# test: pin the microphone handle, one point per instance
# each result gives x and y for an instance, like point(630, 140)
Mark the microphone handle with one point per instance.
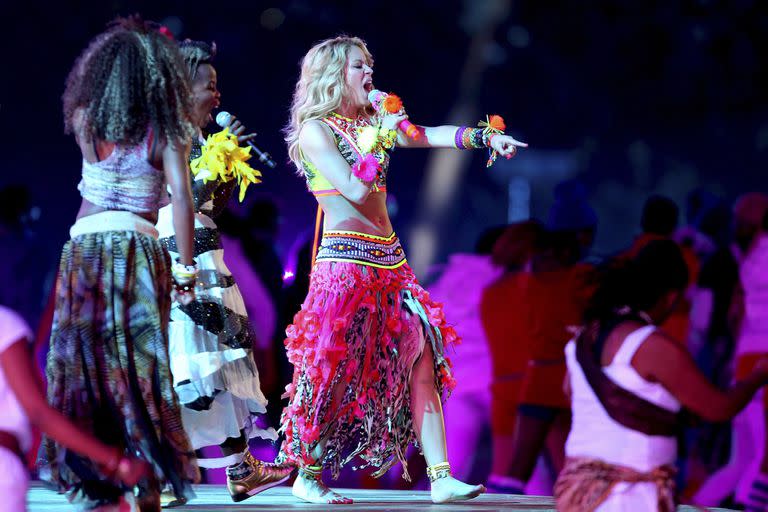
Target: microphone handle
point(263, 156)
point(409, 129)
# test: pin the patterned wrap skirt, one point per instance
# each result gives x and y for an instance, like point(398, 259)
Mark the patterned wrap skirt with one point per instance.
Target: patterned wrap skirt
point(108, 366)
point(353, 344)
point(211, 346)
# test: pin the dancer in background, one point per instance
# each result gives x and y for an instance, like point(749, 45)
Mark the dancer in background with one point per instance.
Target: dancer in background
point(211, 340)
point(504, 315)
point(368, 345)
point(23, 405)
point(748, 432)
point(628, 382)
point(128, 103)
point(555, 294)
point(460, 288)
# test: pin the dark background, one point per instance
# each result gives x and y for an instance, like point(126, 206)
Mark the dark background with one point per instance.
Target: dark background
point(633, 97)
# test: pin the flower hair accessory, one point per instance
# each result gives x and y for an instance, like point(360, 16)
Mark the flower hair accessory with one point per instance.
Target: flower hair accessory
point(493, 125)
point(224, 160)
point(366, 168)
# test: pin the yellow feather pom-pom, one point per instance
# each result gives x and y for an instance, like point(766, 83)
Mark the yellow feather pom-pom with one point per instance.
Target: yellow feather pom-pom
point(225, 160)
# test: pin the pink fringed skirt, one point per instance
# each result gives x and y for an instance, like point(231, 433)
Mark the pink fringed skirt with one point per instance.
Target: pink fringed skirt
point(360, 331)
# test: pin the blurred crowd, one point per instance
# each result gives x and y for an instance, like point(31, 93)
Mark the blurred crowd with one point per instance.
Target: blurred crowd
point(516, 301)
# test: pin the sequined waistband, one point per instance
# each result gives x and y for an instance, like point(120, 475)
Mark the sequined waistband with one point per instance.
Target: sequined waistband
point(361, 248)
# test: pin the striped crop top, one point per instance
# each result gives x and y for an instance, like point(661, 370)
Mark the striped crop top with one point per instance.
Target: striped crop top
point(345, 133)
point(125, 180)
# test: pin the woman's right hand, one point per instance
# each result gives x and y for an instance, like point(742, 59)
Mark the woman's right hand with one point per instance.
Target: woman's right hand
point(392, 121)
point(236, 128)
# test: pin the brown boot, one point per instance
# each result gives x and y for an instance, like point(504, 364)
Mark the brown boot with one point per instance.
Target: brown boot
point(256, 476)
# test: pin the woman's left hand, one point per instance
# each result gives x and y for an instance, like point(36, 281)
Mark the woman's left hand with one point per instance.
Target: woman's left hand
point(505, 145)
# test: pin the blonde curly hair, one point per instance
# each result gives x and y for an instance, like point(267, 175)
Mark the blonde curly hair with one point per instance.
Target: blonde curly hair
point(131, 77)
point(321, 86)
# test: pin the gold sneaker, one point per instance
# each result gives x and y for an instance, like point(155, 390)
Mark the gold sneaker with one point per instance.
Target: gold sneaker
point(170, 500)
point(262, 476)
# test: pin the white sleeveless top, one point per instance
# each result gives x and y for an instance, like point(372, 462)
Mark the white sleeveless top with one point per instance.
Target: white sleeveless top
point(594, 434)
point(125, 180)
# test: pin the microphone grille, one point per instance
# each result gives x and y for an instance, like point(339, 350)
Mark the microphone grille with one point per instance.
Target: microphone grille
point(376, 97)
point(222, 118)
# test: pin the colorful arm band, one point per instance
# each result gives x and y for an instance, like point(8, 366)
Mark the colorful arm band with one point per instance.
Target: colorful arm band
point(469, 138)
point(184, 274)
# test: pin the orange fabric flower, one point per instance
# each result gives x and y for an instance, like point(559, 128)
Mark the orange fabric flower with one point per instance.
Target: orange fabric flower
point(392, 104)
point(497, 122)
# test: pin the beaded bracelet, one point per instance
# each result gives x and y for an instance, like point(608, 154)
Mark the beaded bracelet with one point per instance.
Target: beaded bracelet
point(469, 138)
point(184, 274)
point(474, 138)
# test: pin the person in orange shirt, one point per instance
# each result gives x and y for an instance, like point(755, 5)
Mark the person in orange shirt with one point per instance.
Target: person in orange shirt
point(555, 293)
point(502, 312)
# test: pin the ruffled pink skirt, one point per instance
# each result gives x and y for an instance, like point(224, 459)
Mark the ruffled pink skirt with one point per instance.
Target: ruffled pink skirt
point(353, 345)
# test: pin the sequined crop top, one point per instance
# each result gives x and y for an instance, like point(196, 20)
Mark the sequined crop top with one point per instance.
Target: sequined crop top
point(125, 180)
point(344, 132)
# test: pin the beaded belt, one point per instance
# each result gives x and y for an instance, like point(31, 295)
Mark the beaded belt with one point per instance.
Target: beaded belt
point(361, 248)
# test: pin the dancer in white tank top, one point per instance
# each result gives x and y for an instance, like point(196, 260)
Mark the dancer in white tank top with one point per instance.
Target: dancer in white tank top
point(628, 381)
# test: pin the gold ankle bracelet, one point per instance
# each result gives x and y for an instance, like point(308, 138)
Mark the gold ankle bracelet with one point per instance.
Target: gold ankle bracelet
point(438, 471)
point(311, 472)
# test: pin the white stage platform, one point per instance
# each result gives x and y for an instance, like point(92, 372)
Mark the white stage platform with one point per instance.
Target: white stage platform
point(216, 498)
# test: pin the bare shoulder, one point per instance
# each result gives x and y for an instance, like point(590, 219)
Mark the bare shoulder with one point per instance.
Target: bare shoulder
point(314, 135)
point(660, 347)
point(659, 340)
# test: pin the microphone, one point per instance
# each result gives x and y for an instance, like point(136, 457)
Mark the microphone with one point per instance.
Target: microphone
point(223, 118)
point(376, 97)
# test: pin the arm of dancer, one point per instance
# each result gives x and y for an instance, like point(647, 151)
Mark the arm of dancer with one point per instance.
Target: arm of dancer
point(16, 364)
point(663, 360)
point(177, 177)
point(445, 137)
point(318, 145)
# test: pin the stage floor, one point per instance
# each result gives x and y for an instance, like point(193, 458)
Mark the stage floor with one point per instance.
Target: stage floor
point(216, 498)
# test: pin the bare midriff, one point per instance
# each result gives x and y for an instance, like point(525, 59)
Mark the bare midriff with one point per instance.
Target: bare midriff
point(371, 217)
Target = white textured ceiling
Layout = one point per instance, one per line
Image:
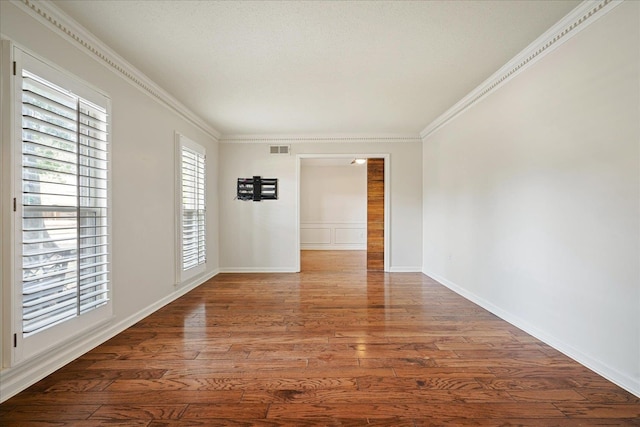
(317, 67)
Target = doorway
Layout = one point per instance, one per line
(333, 241)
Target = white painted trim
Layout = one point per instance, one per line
(625, 381)
(328, 138)
(259, 270)
(333, 247)
(19, 377)
(405, 270)
(578, 19)
(61, 23)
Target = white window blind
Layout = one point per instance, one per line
(64, 177)
(193, 206)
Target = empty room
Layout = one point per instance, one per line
(399, 213)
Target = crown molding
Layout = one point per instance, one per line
(58, 21)
(585, 14)
(319, 138)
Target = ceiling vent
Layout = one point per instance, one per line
(279, 149)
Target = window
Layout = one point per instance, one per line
(62, 210)
(192, 217)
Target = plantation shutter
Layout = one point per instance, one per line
(193, 206)
(64, 205)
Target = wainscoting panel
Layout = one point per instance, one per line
(333, 236)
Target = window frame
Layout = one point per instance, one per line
(26, 347)
(183, 275)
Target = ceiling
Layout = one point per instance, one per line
(317, 67)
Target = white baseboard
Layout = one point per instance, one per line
(405, 270)
(259, 270)
(334, 247)
(17, 378)
(621, 379)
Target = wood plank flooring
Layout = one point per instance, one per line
(334, 346)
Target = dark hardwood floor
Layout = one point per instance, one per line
(334, 345)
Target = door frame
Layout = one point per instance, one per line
(387, 196)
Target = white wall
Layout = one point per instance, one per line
(262, 236)
(143, 192)
(333, 206)
(531, 199)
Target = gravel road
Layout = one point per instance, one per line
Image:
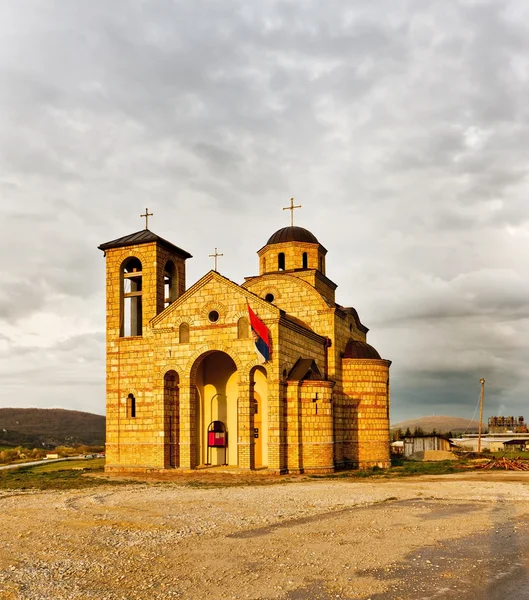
(452, 536)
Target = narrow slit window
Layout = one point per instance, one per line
(169, 281)
(131, 301)
(183, 333)
(131, 406)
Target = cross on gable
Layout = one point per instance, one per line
(215, 256)
(146, 216)
(291, 208)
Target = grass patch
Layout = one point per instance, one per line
(53, 477)
(96, 464)
(406, 468)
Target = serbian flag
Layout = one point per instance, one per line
(260, 336)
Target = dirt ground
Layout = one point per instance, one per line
(463, 536)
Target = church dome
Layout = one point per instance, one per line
(356, 349)
(292, 234)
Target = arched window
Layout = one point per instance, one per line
(131, 296)
(243, 329)
(169, 280)
(183, 333)
(131, 406)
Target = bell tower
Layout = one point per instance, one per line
(145, 273)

+++

_What you will do_
Which lines above hold the string "window"? Copy each of them.

_Result_
Target = white window blind
Target = window
Target = window frame
Target = narrow slit window
Target = arched window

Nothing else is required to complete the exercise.